Società

«Quanto ci mancano le buone notizie»
 

Alcune storie non sono curiosità per risollevarci dalla noia o dalla realtà cruda e pesante in cui siamo costretti. Sono verità che confermano che qualche volta i sogni si realizzano.

Mina



Mi assale spesso la tentazione di attuare una repentina modifica delle pagine dei giornali. Il biancore della carta, condita da non-notizie e da troppo inaffidabili commenti, potrebbe volgersi a maggiore utilità se i fogli venissero usati per ritagliare un cartamodello per il prossimo tailleurino autunnale, per avvoltolare uova o per foderare vecchi bauli. Anche a costo di portare all'ingiallimento l’orgoglio di una grande firma, la paura di un inviato di guerra, la noia di un cialtrone, le ingenue osservazioni di una cantante.

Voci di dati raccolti
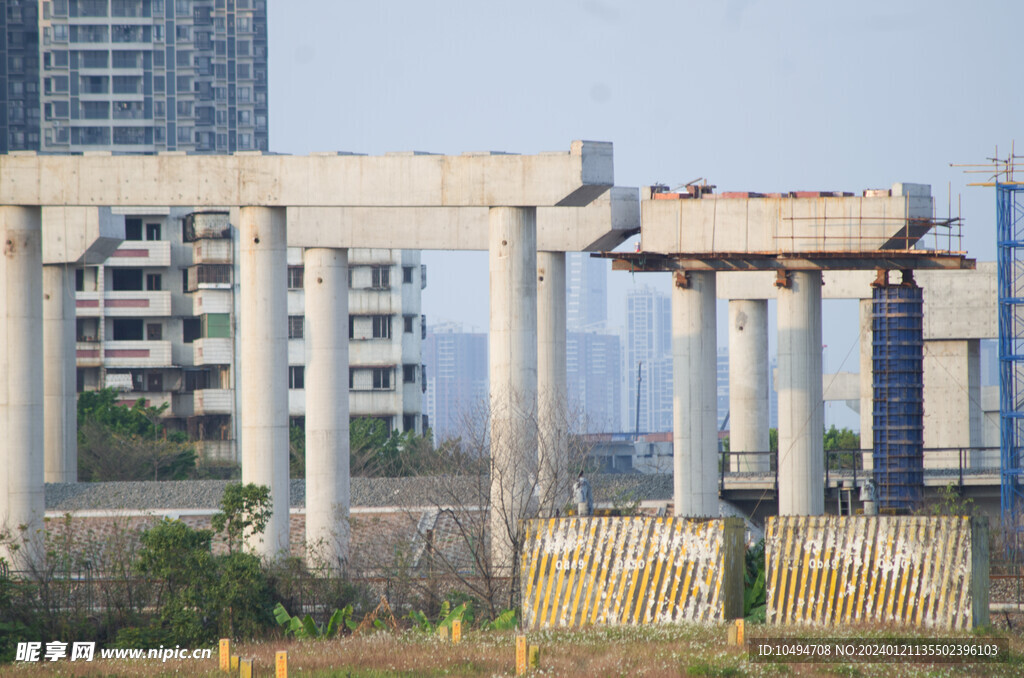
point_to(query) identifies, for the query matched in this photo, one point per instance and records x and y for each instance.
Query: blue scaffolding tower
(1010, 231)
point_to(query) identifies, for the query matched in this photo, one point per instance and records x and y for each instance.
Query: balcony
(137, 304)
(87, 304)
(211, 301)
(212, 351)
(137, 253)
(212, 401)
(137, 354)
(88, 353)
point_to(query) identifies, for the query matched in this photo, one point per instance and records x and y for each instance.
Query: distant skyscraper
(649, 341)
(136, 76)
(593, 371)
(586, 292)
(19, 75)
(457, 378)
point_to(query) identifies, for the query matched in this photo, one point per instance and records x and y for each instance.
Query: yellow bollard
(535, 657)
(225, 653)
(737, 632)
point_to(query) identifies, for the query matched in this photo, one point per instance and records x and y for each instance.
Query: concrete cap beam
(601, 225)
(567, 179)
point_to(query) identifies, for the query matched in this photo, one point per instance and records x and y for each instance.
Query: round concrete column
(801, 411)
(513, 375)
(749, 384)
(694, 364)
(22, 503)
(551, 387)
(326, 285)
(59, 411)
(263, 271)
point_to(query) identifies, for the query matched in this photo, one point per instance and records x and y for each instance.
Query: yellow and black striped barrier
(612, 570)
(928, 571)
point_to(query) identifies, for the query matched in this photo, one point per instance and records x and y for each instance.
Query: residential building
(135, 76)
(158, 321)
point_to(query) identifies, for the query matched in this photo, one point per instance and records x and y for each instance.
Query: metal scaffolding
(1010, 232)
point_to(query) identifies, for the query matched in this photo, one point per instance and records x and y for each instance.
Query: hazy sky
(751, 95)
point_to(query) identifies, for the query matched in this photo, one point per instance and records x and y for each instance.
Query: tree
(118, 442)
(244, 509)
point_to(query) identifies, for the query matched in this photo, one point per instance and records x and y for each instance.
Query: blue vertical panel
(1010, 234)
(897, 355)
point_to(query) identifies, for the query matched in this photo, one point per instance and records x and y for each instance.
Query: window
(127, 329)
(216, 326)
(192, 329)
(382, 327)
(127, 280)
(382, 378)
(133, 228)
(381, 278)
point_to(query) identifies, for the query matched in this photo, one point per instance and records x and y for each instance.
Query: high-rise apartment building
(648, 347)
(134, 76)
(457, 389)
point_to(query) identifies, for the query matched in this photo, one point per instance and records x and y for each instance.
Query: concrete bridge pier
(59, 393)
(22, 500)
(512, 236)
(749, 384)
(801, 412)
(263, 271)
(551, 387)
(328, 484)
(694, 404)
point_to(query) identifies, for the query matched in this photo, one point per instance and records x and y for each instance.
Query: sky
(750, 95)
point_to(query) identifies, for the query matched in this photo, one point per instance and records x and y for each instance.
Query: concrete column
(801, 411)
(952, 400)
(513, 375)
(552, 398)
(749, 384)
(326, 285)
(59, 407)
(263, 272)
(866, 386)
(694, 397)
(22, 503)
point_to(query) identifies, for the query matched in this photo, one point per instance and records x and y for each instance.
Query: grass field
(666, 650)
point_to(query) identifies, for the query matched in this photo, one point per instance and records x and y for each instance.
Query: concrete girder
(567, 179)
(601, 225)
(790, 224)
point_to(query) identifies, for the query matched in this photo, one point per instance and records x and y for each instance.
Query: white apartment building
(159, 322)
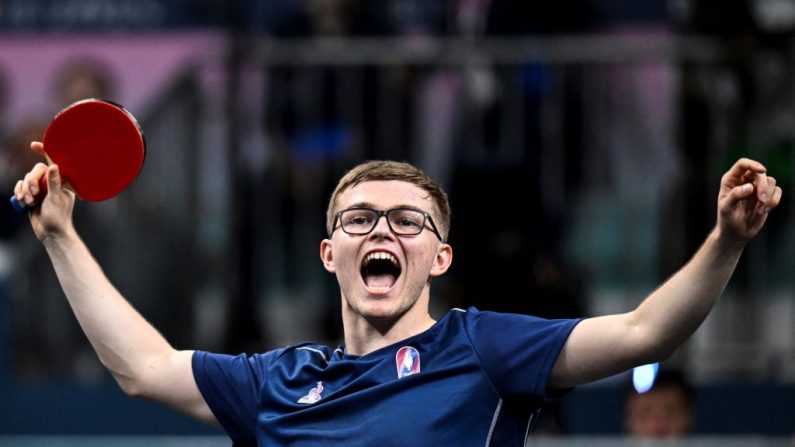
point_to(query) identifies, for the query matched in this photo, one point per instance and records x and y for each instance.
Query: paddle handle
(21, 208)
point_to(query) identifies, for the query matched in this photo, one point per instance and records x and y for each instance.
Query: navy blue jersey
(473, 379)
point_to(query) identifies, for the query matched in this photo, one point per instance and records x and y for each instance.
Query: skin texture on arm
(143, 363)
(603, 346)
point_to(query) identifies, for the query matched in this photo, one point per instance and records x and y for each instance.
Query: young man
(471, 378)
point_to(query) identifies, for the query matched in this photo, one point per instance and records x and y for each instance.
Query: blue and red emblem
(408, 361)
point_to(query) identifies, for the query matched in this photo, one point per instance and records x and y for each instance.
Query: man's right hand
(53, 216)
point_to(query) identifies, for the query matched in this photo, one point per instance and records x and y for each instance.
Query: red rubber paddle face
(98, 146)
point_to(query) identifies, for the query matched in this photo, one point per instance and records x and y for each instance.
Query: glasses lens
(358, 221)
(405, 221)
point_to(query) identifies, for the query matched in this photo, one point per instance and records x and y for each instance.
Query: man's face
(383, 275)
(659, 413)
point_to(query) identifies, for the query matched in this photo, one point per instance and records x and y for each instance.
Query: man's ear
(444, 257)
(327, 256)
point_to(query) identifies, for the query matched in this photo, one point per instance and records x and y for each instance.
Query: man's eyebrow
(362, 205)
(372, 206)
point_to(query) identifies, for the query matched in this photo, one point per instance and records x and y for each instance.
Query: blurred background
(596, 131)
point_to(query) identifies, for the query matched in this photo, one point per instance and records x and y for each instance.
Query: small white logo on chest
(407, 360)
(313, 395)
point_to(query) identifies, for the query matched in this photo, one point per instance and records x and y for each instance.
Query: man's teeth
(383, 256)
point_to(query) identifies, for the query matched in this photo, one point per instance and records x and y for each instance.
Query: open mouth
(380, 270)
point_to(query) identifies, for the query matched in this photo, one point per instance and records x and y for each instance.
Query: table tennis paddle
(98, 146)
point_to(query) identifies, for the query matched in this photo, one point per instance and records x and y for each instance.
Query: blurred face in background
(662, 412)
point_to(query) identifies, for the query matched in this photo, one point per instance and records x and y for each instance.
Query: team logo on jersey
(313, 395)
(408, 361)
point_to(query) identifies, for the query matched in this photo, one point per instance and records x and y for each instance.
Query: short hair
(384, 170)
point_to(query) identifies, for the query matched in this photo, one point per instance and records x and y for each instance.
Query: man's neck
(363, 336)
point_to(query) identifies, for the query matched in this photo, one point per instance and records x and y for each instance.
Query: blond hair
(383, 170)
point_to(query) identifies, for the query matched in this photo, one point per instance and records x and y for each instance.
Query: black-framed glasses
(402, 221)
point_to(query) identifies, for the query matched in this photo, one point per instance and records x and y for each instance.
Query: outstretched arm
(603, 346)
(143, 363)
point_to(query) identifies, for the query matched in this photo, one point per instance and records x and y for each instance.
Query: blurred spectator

> _BREVE ESERCIZIO_: Riprenda il testo sulla mancanza di buone notizie nei giornali e lo prosegua a partire dall'ultima frase riportata.

> _RISULTATO FINALE_:
Poi accadono fatti che sciaguratamente costringono il giornale a farsi nero. Di piombo. In entrambi i casi verrebbe voglia di riservare a quelle pagine una fine anticipata, magari pucciarle nell’acqua a macerare per farne cartapesta in vista del prossimo carnevale. Ma può anche darsi che, a volte, tra quei fogli si accenda una piccola lucina. Magari due.


Come l’altro giorno, quando due storie hanno reso meno plumbeo il panorama dell’inchiostro tipografico. Giada, unica scolara del minuscolo paese di Morterone, il più piccolo d'Italia coi suoi 33 abitanti, avrebbe dovuto frequentare la prima elementare nel paese più vicino, a 16 chilometri da casa, lungo una strada montana assolutamente impervia e pericolosa soprattutto nei mesi invernali. Grazie all’intervento dell’amministrazione provinciale di Lecco e a una consistente dose di buonsenso, è stato trovato un alloggio vicino alla scuola e alla famiglia è stato garantito un contributo per l’affitto.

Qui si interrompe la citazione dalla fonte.